— DESCRIPTION OF THE TASK —
Put the lines of the material below, from the line holding "the white cloud" through the end of the material (both ends included), into a numbered list, skipping blank lines. Leave the pictures out of your answer.

— DATASET EXCERPTS —
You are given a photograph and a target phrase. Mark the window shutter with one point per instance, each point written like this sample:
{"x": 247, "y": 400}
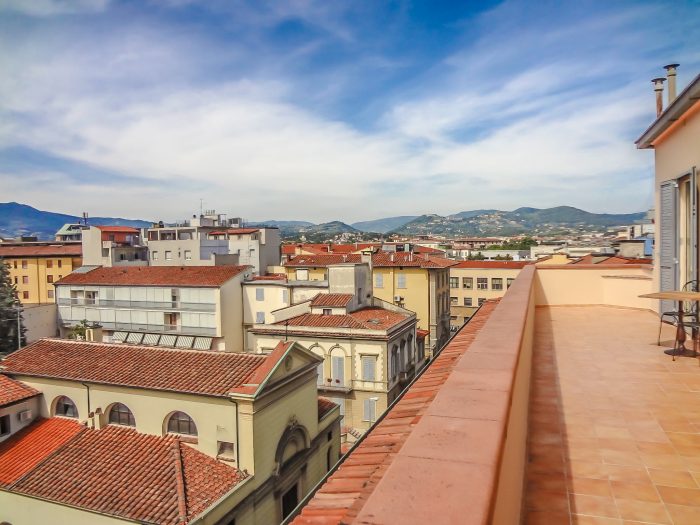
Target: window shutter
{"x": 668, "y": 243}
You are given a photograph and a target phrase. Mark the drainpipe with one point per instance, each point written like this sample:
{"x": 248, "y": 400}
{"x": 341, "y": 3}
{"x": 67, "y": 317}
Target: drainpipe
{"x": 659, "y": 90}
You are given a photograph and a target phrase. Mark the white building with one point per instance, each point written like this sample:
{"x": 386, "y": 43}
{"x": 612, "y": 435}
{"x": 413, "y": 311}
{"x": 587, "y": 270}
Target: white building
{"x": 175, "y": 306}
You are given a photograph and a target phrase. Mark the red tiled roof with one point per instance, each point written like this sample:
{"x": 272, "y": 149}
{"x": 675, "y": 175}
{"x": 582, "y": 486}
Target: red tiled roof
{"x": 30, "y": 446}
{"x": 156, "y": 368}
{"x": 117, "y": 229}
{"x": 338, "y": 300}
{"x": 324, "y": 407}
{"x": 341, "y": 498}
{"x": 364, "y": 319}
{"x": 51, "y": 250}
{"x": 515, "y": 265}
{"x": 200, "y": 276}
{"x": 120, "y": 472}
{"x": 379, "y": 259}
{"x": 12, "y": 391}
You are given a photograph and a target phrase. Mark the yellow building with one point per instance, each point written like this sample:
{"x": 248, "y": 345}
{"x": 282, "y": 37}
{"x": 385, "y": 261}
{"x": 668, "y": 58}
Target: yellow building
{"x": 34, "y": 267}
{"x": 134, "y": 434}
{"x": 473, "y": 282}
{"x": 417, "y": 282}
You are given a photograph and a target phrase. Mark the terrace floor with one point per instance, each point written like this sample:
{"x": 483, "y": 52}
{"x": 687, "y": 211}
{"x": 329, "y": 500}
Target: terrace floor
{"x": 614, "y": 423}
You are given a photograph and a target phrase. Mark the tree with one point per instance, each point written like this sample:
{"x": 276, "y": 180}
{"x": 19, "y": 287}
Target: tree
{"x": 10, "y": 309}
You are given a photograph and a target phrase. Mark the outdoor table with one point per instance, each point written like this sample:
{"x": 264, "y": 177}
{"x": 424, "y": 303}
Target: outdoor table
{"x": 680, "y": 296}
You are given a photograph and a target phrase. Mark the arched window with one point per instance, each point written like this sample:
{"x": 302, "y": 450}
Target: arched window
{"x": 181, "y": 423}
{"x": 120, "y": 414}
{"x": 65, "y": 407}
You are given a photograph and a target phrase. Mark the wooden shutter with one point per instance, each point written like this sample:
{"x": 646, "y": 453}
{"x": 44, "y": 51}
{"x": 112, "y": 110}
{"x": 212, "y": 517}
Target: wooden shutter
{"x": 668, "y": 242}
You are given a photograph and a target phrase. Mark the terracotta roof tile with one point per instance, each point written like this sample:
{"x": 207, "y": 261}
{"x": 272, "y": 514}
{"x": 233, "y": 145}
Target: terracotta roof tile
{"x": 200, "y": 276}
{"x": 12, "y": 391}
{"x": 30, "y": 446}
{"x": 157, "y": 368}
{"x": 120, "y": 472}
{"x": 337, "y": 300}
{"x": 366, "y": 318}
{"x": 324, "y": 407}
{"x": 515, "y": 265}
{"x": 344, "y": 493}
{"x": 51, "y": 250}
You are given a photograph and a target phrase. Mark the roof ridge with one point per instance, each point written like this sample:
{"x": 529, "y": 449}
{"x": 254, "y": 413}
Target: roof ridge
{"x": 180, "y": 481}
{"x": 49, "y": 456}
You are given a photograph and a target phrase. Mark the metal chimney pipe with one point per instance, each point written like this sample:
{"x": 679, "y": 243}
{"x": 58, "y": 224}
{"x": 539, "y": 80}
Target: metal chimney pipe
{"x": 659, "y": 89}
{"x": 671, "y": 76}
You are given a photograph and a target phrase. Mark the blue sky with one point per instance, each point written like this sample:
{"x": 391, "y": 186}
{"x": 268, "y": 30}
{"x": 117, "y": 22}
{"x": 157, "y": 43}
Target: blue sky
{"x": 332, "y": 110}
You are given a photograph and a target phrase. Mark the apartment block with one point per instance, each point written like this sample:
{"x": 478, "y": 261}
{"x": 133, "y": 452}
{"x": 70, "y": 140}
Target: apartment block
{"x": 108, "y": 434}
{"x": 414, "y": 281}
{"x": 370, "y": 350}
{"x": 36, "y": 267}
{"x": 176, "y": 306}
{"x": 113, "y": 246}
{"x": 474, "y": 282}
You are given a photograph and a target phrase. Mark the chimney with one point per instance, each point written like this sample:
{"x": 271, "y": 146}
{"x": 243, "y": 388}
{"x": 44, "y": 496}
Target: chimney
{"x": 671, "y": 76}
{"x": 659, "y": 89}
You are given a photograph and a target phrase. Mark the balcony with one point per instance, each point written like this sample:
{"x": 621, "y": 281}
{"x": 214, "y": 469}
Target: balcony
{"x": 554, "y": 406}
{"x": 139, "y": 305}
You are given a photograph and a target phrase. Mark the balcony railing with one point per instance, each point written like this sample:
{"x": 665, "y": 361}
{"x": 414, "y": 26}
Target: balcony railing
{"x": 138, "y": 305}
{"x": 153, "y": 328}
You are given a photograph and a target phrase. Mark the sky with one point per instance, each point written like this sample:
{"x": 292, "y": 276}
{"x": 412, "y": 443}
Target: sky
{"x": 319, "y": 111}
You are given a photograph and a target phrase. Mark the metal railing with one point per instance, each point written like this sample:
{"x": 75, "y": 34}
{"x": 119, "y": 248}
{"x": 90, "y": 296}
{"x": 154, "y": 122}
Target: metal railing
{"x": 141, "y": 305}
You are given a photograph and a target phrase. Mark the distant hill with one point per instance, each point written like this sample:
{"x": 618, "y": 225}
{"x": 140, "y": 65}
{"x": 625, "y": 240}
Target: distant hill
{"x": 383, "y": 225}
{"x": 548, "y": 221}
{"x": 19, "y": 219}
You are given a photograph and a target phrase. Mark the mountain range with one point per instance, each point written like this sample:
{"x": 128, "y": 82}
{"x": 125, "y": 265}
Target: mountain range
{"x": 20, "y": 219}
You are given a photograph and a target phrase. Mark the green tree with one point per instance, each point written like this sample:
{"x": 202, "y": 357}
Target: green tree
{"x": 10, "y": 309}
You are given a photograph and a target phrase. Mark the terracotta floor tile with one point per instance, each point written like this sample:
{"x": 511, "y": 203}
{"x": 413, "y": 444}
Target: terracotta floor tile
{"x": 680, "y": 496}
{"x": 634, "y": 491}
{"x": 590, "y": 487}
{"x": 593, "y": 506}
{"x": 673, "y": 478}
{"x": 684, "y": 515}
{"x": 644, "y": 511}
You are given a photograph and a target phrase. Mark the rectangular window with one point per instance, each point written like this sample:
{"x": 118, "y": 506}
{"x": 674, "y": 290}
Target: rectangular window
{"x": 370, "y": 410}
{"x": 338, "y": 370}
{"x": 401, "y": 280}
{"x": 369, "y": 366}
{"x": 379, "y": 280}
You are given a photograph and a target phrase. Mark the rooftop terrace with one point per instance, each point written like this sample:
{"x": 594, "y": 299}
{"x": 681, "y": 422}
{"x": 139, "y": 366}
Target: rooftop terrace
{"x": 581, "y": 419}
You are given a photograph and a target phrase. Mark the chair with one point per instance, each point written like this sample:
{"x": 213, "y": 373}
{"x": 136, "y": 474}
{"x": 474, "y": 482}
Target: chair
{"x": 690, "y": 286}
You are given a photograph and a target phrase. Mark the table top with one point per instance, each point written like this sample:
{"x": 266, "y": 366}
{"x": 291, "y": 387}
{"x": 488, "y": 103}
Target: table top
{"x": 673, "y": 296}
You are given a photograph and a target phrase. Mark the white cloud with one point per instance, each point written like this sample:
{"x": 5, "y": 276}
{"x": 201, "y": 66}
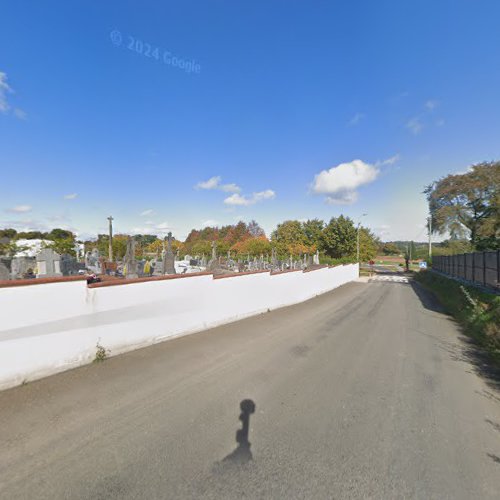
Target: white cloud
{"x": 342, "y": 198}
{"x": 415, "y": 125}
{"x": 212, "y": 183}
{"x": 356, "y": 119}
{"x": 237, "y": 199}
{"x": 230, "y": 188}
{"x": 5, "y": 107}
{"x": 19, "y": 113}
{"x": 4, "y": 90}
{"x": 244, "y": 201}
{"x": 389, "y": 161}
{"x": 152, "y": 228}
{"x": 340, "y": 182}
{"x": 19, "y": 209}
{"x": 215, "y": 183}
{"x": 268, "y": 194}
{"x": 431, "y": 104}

— EXERCISE ANSWER —
1. You are given a photograph and a target phrase. Mark the white cloud with one point per instance, each point written like this sample:
2. {"x": 5, "y": 276}
3. {"x": 201, "y": 66}
4. Target: white cloud
5. {"x": 342, "y": 198}
6. {"x": 415, "y": 125}
7. {"x": 212, "y": 183}
8. {"x": 356, "y": 119}
9. {"x": 237, "y": 199}
10. {"x": 230, "y": 188}
11. {"x": 5, "y": 107}
12. {"x": 19, "y": 113}
13. {"x": 4, "y": 90}
14. {"x": 244, "y": 201}
15. {"x": 389, "y": 161}
16. {"x": 152, "y": 228}
17. {"x": 340, "y": 182}
18. {"x": 19, "y": 209}
19. {"x": 215, "y": 183}
20. {"x": 268, "y": 194}
21. {"x": 431, "y": 104}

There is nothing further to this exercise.